## Extract provided
+ + + + +
An armed standoff at Oregon’s Malheur National Wildlife Refuge helped shed light on a fringe movement to take over public lands based on faulty legal claims. Credit: Mathew Foster, flickr.

4 myths about America’s parks and public lands

Fact-checking four of the most pervasive myths used by anti-conservation land takeover proponents.

As presidential hopefuls tour the country, some candidates are spreading false rhetoric about our national public lands, how they originated and to whom these lands “rightfully” belong. The standoff at Oregon’s Malheur National Wildlife Refuge has shed light on the extremist views of a vocal minority, but the reality is that most Americans do not agree with the agenda to turn our national public lands like parks, forests and refuges over to state and local authorities.

Below are four factually incorrect statements about public lands and responses to them from leading property law, land policy and economic experts from across the West.


Myth: The federal government “owns” a vast majority of acreage in the West, locking Americans off lands that rightfully belong to them.

Fact: Our national public lands already belong to all Americans, who may access them at any time for recreation and enjoyment.

John Freemuth

Our national public lands are owned by us all. The federal government manages the land for the benefit of all Americans. The laws passed by Congress to guide agencies in their management make that clear. As former Secretary of the Interior Cecil Andrus has said, these are public lands, not federal lands.
+ + + + +
## Set problem 1
From the article on public lands myths, list the kinds of national public lands it gives as examples of what some want handed over to state and local authorities.
## Set problem 2
Write out the passage of the article on public lands myths that opens with the words containing "Below are four" and closes with "rightfully belong to them.".

## Data excerpt
+ + + + +
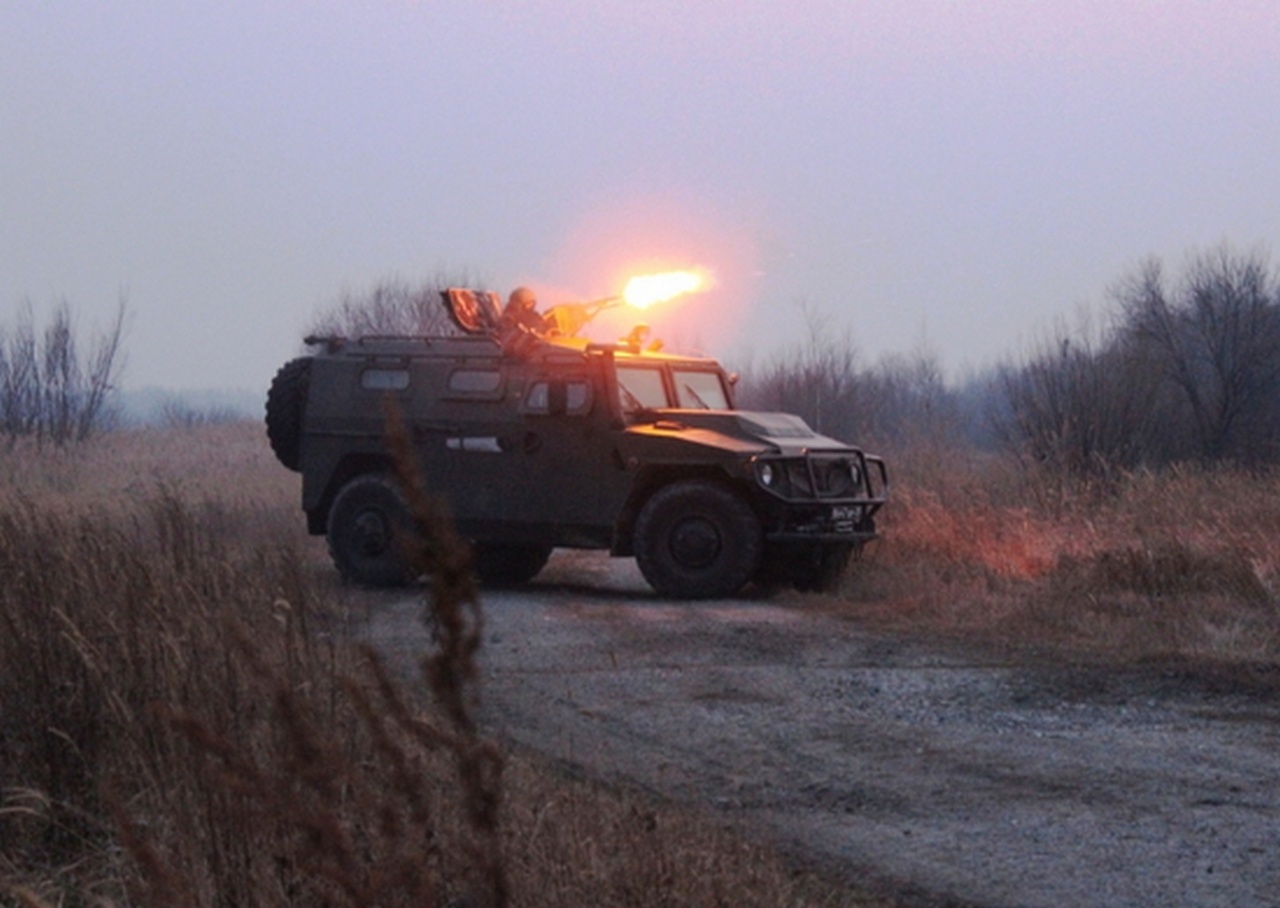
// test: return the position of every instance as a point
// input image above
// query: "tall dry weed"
(183, 720)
+ + + + +
## Task answer 1
parks
forests
refuges

## Task answer 2
Below are four factually incorrect statements about public lands and responses to them from leading property law, land policy and economic experts from across the West.


Myth: The federal government “owns” a vast majority of acreage in the West, locking Americans off lands that rightfully belong to them.